REQUIRED TASK 1: According to the blog post about presenting slides with a Raspberry Pi Zero W, why did the author decide against using their phone to present slides?
REQUIRED TASK 2: Update the part of the blog post about presenting slides with a Raspberry Pi Zero W, starting at "The requirements" and ending at "try something else.", and replace "HDMI" with "video" each time it appears.

Lorenzo Miniero's blog

Presenting slides with a Raspberry Pi Zero W

My portable presenter device

At a previous edition of FOSDEM, I remember chatting with Saúl about how tiresome bringing your laptop just for presentations was, which is why he had shown up just with a much smaller tablet for the job. This year I started thinking if I could get to an even smaller device, and this is how I challenged myself a bit.

The requirements

The idea was fairly basic. I always present basic slides, so anything with support for PDFs and an ability to output HDMI would do the trick, coupled with a way to control it all of course. After all, what else do you really need? (unless you’re planning to do fancier things like showing a demo or something else, that is)

The first obvious answer that came to mind was, why not use my phone? Most modern phones do support HDMI out via their USB port. Unfortunately, that was a no go right away, since my old Xperia XZ1 Compact is not one of those modern phones at all. Getting HDMI output from my phone would have required expensive and bulgy items, which quickly convinced me I should try something else.

A first failed experiment

When discussing this in a chat with other geeks, someone suggested having a look cheap TV sticks: they do have HDMI out (they need to feed TVs, after all), and are in some cases hackable to do more than they were built for. Fire TV sticks were mentioned, as apparently there was a way to flash Linux on them. Considering those things are relatively cheap (the one I owned I gifted to my sister a few years ago), I decided to risk it and buy one, in order to try and do exactly that.

Unfortunately, the “they can be flashed” part I had really underestimated :grin: … If you check the link I shared above, the process is way too complicated for dumb old me (cause a short circuit to get a way in? solder stuff? I’m incompetent!!). As such, I decided to try and do it the soft way instead, and look for PDF viewer apps on the Fire TV store, and was disappointed once more: very few options, all behind a price wall and all with very low reviews. So, with my tail between my legs, I admitted defeat and put the Fire TV stick in a drawer, probably never to see it again (my TV is smart enough already).

Let’s try with a Pi zero

At this point I started to think: what’s the smallest thing I can already program somehow with my limited skills? This is when I started thinking of just getting a Raspberry Pi zero: definitely small enough, and although limited, with enough power to run a basic desktop too. I know Linux! I know scripts! That’s something I can pull off!

So that’s what I did. I bought a basic Pi zero W starter pack, which included HDMI and USB adapters (since all ports on the Pi zero are smaller), and started tinkering with it. The first step was installing the desktop version of Raspbian on it, and then I plugged my HDMI monitor in it, using a mini bluetooth keyboard/mouse to interact with it.

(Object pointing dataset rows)
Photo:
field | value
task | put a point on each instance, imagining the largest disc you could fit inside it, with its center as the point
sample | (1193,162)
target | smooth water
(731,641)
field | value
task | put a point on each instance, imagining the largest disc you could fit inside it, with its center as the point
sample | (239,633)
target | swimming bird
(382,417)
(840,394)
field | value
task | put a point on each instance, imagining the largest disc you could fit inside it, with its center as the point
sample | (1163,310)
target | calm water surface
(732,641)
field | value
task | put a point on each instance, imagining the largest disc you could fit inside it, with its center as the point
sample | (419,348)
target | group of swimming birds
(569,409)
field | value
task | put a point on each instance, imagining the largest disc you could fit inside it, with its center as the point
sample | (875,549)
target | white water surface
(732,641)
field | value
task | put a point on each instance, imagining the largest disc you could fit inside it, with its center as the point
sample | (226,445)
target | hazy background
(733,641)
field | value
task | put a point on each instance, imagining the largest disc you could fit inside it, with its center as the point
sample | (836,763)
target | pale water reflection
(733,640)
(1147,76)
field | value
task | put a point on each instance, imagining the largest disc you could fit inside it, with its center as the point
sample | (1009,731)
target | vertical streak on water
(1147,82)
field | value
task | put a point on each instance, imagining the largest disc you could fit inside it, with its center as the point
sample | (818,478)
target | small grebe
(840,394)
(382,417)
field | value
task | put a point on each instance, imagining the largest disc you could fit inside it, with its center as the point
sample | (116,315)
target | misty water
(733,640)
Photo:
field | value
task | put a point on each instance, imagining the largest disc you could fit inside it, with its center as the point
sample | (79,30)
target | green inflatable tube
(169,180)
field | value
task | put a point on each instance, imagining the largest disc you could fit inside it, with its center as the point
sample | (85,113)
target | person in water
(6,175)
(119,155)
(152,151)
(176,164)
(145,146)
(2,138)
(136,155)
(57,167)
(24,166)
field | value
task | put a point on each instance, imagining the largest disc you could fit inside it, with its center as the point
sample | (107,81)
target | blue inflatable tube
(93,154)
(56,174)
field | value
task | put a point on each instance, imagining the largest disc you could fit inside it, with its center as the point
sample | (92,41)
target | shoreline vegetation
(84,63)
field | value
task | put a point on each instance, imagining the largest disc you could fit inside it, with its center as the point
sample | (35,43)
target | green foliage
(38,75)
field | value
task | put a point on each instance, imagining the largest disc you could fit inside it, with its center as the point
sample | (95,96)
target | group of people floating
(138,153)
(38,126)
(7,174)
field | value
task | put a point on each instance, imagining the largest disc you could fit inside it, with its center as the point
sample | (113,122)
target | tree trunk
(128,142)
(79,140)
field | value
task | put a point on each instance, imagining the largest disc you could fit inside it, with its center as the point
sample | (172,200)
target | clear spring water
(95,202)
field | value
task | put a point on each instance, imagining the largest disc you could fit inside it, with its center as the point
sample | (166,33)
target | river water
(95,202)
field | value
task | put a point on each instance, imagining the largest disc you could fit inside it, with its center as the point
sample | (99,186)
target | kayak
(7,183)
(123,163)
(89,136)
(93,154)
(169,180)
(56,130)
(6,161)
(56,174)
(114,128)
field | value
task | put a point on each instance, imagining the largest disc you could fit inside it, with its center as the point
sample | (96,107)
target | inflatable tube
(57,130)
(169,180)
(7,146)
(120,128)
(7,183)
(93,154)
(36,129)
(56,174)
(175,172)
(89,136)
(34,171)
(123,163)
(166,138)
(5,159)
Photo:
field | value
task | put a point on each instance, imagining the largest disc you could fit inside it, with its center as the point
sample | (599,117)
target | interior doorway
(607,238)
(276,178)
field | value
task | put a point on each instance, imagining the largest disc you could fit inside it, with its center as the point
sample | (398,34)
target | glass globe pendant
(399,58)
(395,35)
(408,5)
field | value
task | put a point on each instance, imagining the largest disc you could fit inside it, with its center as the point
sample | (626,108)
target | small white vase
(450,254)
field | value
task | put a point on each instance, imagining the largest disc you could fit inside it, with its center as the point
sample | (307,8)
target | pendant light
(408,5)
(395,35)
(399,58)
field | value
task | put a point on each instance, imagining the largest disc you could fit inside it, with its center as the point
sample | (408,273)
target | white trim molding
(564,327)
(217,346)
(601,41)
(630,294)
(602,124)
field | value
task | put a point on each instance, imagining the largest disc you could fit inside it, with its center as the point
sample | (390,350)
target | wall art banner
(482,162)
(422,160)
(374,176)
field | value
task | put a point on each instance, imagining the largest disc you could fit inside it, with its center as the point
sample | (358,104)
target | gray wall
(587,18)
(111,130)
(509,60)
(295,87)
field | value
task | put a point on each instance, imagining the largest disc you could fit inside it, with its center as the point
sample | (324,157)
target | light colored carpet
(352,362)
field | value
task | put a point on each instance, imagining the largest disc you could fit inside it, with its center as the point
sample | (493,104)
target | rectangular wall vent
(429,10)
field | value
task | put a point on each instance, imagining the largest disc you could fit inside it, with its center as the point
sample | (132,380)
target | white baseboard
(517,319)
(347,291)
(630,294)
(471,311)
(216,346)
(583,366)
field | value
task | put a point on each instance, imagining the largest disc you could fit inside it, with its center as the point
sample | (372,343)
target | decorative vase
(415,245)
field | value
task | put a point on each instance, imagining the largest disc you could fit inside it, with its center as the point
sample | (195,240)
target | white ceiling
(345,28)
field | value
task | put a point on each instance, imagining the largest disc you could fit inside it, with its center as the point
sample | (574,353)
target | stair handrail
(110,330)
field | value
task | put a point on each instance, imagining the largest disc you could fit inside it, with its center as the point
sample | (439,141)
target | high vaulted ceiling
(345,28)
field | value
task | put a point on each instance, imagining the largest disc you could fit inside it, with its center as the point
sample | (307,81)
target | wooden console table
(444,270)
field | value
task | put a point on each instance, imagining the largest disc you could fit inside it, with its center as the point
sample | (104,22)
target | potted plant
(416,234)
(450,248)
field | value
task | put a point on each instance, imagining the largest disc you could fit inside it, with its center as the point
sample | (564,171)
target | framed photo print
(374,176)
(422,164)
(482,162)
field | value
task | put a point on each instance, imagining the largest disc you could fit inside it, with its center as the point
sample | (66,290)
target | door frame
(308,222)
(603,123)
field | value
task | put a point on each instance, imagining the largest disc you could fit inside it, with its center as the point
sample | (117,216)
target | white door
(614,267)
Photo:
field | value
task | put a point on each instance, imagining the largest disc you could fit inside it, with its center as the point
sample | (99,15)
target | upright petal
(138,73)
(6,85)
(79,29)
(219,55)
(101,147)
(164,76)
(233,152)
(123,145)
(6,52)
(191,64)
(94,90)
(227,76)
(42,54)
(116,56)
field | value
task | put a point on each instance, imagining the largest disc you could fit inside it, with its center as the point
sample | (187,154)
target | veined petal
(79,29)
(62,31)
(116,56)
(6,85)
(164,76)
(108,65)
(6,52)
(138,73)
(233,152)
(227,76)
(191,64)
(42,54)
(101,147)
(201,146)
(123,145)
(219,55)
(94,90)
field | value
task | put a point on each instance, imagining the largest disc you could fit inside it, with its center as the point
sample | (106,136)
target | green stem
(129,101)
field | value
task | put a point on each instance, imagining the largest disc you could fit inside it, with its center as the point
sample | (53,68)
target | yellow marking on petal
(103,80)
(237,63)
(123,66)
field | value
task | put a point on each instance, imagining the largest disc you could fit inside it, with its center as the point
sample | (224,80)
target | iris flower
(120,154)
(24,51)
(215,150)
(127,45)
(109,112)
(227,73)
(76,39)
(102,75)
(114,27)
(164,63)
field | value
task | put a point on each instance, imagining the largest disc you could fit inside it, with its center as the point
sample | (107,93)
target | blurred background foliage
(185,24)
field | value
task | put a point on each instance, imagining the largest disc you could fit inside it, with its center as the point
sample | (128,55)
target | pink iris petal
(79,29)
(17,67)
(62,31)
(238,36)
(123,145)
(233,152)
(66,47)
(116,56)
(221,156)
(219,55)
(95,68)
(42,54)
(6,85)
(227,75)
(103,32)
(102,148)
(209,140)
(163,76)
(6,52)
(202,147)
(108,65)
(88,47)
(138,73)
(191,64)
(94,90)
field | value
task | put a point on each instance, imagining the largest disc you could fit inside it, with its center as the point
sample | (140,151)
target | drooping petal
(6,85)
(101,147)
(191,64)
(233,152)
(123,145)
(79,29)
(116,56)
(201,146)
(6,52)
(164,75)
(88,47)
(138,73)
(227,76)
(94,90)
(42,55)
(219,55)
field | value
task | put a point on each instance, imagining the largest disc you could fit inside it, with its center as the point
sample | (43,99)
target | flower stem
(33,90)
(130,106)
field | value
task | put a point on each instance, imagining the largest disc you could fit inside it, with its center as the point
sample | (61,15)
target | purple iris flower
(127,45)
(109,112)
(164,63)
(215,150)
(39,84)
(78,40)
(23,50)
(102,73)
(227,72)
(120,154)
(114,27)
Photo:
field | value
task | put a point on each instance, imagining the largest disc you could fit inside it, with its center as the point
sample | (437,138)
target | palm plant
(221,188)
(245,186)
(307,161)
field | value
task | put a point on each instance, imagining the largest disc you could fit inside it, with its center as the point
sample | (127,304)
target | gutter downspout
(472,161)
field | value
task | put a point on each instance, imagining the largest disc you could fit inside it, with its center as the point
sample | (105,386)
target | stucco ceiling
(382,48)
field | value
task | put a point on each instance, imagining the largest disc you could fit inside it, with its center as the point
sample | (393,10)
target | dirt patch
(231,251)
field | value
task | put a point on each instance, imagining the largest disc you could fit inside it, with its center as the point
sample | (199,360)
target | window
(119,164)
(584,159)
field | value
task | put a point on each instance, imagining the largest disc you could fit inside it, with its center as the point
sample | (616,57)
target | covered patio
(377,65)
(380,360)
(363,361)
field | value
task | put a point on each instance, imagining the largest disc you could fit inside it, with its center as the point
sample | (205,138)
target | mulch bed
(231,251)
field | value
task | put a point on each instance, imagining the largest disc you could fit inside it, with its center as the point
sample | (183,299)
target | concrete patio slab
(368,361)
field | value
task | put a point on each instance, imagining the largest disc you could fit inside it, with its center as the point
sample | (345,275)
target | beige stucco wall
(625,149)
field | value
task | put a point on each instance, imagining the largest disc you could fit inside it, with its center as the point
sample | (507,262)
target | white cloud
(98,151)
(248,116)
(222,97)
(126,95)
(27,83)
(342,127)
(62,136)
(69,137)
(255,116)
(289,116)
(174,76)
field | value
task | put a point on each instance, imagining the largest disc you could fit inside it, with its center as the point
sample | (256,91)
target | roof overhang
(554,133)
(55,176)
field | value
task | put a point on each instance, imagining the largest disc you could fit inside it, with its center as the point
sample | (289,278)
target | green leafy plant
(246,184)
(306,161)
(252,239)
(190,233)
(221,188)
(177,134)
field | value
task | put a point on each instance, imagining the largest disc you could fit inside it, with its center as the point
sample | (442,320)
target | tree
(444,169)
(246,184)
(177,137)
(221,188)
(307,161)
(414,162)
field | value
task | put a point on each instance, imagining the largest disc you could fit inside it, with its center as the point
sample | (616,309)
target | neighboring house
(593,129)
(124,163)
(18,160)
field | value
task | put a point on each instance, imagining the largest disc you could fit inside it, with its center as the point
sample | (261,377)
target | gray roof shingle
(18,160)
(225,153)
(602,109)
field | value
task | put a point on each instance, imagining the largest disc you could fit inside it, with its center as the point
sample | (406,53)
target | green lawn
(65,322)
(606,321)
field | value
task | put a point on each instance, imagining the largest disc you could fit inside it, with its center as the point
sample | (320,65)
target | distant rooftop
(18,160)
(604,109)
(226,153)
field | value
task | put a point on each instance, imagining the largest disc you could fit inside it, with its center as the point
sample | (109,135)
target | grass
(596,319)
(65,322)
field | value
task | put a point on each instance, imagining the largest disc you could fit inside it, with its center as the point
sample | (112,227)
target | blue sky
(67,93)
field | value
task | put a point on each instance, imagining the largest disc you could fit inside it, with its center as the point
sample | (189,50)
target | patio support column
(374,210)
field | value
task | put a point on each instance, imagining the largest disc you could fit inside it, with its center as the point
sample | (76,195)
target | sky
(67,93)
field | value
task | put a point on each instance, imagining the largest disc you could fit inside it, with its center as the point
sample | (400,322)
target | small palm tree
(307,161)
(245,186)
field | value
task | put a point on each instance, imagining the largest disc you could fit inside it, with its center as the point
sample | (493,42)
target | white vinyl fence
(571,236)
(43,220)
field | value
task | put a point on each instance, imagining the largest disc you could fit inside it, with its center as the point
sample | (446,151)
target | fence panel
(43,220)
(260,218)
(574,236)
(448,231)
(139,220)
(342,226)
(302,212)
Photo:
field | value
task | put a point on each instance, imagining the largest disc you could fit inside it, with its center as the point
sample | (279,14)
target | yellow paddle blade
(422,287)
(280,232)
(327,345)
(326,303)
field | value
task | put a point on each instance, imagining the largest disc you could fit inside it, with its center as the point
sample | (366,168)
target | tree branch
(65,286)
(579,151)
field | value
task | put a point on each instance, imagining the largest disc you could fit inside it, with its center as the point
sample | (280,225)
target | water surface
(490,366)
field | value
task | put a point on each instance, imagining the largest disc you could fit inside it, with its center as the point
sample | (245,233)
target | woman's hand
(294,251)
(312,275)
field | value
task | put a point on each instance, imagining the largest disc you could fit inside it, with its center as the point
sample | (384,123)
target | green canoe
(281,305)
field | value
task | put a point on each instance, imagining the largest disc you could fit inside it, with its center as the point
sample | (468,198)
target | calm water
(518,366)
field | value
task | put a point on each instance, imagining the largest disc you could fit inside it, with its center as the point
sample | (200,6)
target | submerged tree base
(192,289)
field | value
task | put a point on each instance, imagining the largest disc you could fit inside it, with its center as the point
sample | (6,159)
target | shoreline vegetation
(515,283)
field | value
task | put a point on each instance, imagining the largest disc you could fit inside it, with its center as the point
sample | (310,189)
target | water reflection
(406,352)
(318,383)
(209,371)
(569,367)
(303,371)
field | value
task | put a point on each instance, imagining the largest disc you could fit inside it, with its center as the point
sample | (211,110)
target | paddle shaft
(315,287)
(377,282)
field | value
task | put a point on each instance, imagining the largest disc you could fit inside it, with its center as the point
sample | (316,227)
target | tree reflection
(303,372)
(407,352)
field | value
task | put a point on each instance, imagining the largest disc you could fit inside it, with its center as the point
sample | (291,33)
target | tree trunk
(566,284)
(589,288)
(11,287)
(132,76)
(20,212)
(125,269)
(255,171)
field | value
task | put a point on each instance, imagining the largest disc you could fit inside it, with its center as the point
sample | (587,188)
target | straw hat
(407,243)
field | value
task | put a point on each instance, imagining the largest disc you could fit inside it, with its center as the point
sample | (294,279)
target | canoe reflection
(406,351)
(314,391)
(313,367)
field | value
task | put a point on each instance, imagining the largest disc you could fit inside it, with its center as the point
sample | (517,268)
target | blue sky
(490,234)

WRITTEN SOLUTION 1: The author's old Xperia XZ1 Compact is not one of the modern phones that support HDMI out via their USB port. Getting HDMI output from it would have required expensive and bulky items, so the author chose to try something else.

WRITTEN SOLUTION 2:
The requirements

The idea was fairly basic. I always present basic slides, so anything with support for PDFs and an ability to output video would do the trick, coupled with a way to control it all of course. After all, what else do you really need? (unless you’re planning to do fancier things like showing a demo or something else, that is)

The first obvious answer that came to mind was, why not use my phone? Most modern phones do support video out via their USB port. Unfortunately, that was a no go right away, since my old Xperia XZ1 Compact is not one of those modern phones at all. Getting video output from my phone would have required expensive and bulgy items, which quickly convinced me I should try something else.